◆ SUPPLIED INFORMATION
————————

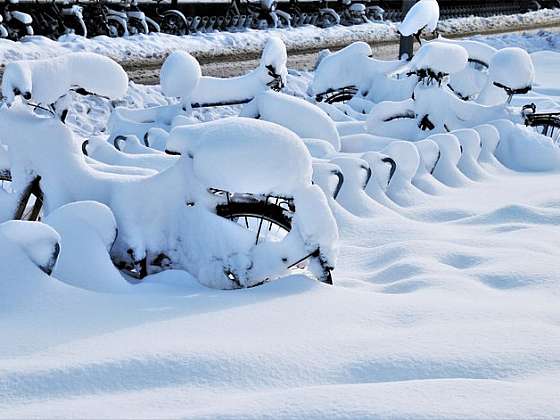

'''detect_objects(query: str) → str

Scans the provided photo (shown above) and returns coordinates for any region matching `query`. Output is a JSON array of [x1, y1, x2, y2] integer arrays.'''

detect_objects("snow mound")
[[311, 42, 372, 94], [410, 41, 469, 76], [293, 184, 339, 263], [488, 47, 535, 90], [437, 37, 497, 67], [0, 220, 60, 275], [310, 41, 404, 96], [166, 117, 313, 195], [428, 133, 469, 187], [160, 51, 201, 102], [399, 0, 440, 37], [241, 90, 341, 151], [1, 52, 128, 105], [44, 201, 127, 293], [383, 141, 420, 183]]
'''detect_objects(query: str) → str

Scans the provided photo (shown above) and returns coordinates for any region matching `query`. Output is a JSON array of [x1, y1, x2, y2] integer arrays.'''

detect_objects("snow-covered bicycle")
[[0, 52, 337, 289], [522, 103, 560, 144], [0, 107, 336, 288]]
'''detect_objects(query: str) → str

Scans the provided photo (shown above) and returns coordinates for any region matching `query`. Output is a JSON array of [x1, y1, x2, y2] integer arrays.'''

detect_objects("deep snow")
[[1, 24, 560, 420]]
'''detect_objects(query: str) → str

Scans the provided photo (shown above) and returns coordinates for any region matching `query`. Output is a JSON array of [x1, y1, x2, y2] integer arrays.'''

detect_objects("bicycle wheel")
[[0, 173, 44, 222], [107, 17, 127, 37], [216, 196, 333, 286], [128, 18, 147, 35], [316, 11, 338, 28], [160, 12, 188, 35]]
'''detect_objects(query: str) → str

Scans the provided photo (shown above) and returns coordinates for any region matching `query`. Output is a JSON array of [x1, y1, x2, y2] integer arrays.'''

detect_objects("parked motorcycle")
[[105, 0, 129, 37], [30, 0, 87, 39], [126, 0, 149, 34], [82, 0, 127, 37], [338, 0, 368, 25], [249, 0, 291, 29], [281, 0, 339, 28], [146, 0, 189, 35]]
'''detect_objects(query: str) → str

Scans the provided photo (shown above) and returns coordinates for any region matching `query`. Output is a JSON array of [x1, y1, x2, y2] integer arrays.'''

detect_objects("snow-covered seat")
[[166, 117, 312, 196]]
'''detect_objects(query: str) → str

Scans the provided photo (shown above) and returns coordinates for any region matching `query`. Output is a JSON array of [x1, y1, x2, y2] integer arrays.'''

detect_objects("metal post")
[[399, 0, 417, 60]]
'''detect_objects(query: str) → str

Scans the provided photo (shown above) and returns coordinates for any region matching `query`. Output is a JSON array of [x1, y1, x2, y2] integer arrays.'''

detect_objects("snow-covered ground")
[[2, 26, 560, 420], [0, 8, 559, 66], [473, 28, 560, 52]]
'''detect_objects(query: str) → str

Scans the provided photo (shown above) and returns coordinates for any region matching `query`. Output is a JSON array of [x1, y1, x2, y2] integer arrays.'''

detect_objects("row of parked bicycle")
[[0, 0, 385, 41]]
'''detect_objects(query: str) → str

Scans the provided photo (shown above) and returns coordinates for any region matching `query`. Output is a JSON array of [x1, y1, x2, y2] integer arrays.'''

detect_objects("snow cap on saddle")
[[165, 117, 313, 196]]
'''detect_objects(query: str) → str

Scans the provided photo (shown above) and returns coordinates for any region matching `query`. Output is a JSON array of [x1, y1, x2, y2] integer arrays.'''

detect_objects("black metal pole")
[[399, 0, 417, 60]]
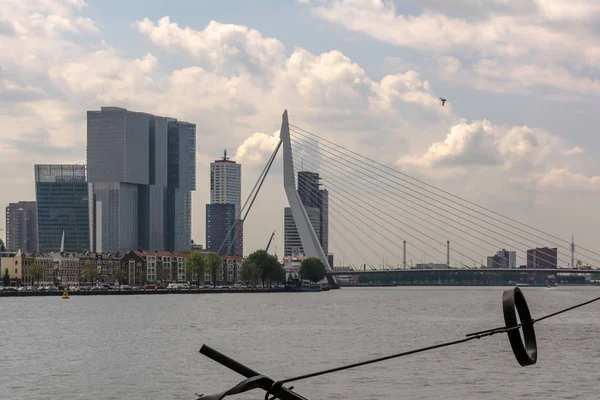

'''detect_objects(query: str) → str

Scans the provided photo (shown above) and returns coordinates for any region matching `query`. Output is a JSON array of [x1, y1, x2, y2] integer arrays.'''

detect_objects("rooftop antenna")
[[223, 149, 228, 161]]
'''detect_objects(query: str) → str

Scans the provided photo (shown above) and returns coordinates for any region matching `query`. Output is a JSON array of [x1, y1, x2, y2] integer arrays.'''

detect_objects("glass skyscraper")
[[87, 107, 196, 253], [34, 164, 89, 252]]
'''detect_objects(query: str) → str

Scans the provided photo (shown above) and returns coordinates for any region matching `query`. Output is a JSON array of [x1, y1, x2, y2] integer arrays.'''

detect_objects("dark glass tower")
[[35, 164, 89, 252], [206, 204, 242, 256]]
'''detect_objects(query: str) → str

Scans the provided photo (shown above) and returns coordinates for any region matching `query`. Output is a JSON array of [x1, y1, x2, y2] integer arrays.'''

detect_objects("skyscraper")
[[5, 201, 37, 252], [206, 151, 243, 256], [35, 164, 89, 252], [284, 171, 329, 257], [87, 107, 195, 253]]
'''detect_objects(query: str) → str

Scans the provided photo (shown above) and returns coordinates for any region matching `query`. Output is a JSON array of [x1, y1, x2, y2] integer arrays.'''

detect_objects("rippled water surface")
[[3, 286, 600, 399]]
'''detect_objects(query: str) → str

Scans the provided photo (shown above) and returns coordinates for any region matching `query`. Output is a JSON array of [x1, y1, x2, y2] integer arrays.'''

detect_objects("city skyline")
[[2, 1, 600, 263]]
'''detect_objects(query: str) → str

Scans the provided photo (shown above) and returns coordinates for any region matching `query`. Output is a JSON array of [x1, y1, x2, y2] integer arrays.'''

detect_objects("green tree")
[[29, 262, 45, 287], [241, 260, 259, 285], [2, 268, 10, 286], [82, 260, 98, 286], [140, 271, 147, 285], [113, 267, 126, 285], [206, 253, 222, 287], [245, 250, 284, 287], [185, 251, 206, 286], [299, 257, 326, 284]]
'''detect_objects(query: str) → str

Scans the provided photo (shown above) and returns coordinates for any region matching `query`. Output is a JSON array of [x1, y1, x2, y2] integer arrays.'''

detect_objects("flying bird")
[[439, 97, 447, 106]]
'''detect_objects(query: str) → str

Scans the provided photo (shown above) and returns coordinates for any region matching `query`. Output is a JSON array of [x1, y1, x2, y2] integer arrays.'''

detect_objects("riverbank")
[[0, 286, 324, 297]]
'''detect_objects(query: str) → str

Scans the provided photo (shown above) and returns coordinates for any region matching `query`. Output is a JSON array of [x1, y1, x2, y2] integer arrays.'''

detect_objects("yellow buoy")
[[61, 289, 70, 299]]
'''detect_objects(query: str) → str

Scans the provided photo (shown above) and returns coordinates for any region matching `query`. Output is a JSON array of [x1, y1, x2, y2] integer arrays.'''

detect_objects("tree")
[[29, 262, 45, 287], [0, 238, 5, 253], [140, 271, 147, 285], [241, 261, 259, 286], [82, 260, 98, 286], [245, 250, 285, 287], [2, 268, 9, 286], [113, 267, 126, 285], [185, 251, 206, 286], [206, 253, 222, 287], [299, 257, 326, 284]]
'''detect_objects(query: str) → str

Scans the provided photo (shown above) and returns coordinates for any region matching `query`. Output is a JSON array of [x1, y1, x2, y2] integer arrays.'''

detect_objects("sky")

————————

◆ PROBLEM
Pictures are to be left out; please print the rest of the records above word for word.

◆ WRITTEN ANSWER
'''detect_objects(query: str) → str

Scans the provided photo (shown above) and returns coordinates for any region matching `query`. Output is a JSON array of [x1, y1, x2, y2] integer arrays.'''

detect_objects("snow mound")
[[311, 42, 372, 94], [410, 41, 469, 76], [293, 184, 339, 263], [488, 47, 535, 90], [437, 37, 497, 67], [0, 220, 60, 275], [310, 41, 404, 96], [166, 117, 313, 195], [428, 133, 469, 187], [160, 51, 201, 102], [399, 0, 440, 37], [241, 90, 341, 151], [1, 52, 128, 105], [44, 201, 127, 293], [383, 141, 420, 183]]
'''detect_objects(query: str) → str

Scans the provided photo (shown above) and returns coordinates for any region matching `query`. Output is a JSON array of [x1, y1, x2, y2] integer arrays.'''

detect_objects("snow-covered bicycle")
[[0, 52, 337, 289], [522, 103, 560, 144], [0, 107, 336, 288]]
'''detect_objects(query: str) → str

Scans the provided photo (shown above) and returns coordinates for any region matching `query`. Output is a JSON array of [x1, y1, x2, y2] integer arrays.'''

detect_objects("deep snow")
[[1, 24, 560, 420]]
'''detect_objects(query: str) → str

Scans the provided photo (shown above) and returns coordinates for any region matching `query`. Output is a JSON array of [x1, y1, x2, y2] integer arrays.'''

detect_objects("bicycle wheel")
[[0, 173, 44, 222], [107, 17, 127, 37], [216, 196, 333, 286], [128, 18, 147, 35], [316, 11, 338, 28], [160, 12, 188, 35]]
'''detect_objects(query: str) → str

Scans the provided photo (shown above) and returns coordinates for any region matching `query`. Output is a JSON array of [x1, y1, x2, y2] integer arrays.'''

detect_objects("parked motorcycle")
[[105, 0, 129, 37], [30, 0, 87, 39], [126, 0, 149, 34], [82, 0, 127, 37], [338, 0, 368, 25], [249, 0, 291, 29], [281, 0, 339, 28], [146, 0, 189, 35]]
'''detect_objects(query: str) → str

Scans the provided photo (shown above) and returns coordinates for any region matching `query`. Output is a JSON array of [x1, y1, x2, y2] integer arrays.'''

detect_objects("snow-covered seat")
[[166, 117, 312, 196]]
'''detect_objects(query: str) → str

Scans the provided photo (shown above) and returns coordinates for any region matching `query`. Output is a JSON array of [x1, y1, x2, y2] integer arrays.'''

detect_objects("metal post")
[[399, 0, 417, 60]]
'''detect_objects(query: str) → str

Scans the provided photo (shown above) and returns coordinates for any region matching `query`. Output is a JSON array of [x1, y1, x2, y2] integer arrays.'''

detect_objects("snow-covered ground")
[[2, 26, 560, 420], [0, 8, 559, 66], [473, 28, 560, 52]]
'''detect_objects(query: str) → str

Scans the provided photo (shown above) and returns coordinates for any region matching `query`. Output is a JSON array of [x1, y1, x2, y2] integer arrays.'''

detect_objects("row of parked bicycle")
[[0, 0, 385, 41]]
'''detect_objects(query: str) → str

Scans the provided photo (shown above) and returns coordinates for any region matching `query`. Output is a JSON array of [x1, y1, x2, y2] integer arrays.'''

detect_objects("snow cap on saddle")
[[165, 117, 313, 196]]
'''detect_objects(query: str) → str

Scans the provided photo (shown above) and returns coordinates for any region matching `query`. Output is a JSON array of [x1, y1, x2, y2] integer arrays.'''

detect_objects("black metal pole")
[[399, 0, 417, 60]]

'''detect_objects(query: str) → str

Scans the provided photo (shown above) and returns coordinates for any region matching `query`. Output is a JSON array of [x1, y1, x2, y2] integer arrays.'''

detect_objects("rooftop antenna")
[[223, 149, 228, 161]]
'''detect_objects(query: str) → str

Scans the provided photo (shown above) and returns coordinates for any region matching `query`. Output is a JSON array of [x1, y1, x2, y2] integer arrays.'''

detect_objects("glass skyscraper")
[[87, 107, 196, 253], [34, 164, 89, 252]]
'''detect_objects(query: str) → str

Scans the provided photo (shown above) and returns coordinates for any region matching `query`. Output is a JSON array of [x1, y1, x2, y2] integer arrays.'''

detect_objects("dark glass tower")
[[35, 164, 89, 252], [206, 204, 242, 256]]
'''detect_objects(query: str) → str

Scans the provided photo (shown above) and returns coordinates for any region matching `query`. Output is a JSON array of [x1, y1, x2, y2] integer arrays.'''

detect_objects("skyscraper")
[[5, 201, 37, 252], [206, 151, 243, 256], [35, 164, 89, 252], [284, 171, 329, 257], [87, 107, 195, 253]]
'''detect_objects(query: str) → str

Scans the provided photo (shown above) and returns coordinates for any region matching `query`. Output is a JSON array of [x1, y1, x2, y2] integer arrays.'''

detect_objects("rippled water surface")
[[3, 286, 600, 399]]
'''detect_objects(query: str) → str

Scans the provided photo (shown above) and returns coordinates for any region matching `query`. Output is a JSON array of [x1, y1, x2, y2] integer arrays.'''

detect_objects("city skyline")
[[2, 1, 600, 263]]
'''detect_objects(query: str) → str

Scans the provided photo (shown above) and returns coordinates for any region matching `query`. Output is a JSON array of [x1, y1, x2, y2] integer arrays.'''

detect_objects("green tree")
[[29, 262, 45, 287], [241, 260, 259, 285], [2, 268, 10, 286], [82, 260, 98, 286], [140, 271, 147, 285], [113, 267, 126, 285], [206, 253, 222, 287], [245, 250, 284, 287], [185, 251, 206, 286], [299, 257, 326, 284]]
'''detect_objects(query: str) → str

Scans the provided photo (shown above) and returns coordinates for any region matching `query`. Output is a JSON array of [x1, y1, x2, y2] integer arrays.'''

detect_objects("flying bird")
[[439, 97, 447, 106]]
'''detect_objects(query: str) → str

Scans the provided photo (shown above) and returns coordinates for any region matching `query`. Output is a JSON array of [x1, y1, x2, y2] integer arrays.'''

detect_objects("riverbank")
[[0, 286, 324, 297]]
'''detect_objects(query: str) → str

Scans the provided photo (shown above) and returns coordinates for any region matching `query`. Output is a JSON array of [x1, y1, x2, y2] integer arrays.'''

detect_objects("yellow buoy")
[[61, 289, 70, 299]]
'''detect_objects(query: str) → str

Scans the provided photo (shown above) and returns coordinates for any region matching `query`. Output is a JSON array of [x1, y1, x2, y2] integer arrays.'''

detect_objects("tree")
[[29, 262, 45, 287], [0, 238, 5, 253], [140, 271, 147, 285], [241, 261, 259, 286], [82, 260, 98, 286], [245, 250, 285, 287], [2, 268, 9, 286], [113, 267, 126, 285], [185, 251, 206, 286], [206, 253, 222, 287], [299, 257, 326, 284]]
'''detect_objects(query: str) → str

Scans the provided photo (shown above) and returns coordinates for any region matching `query`. Output is a JSON array of [x1, y1, x2, y2] integer arrays.'''

detect_objects("sky")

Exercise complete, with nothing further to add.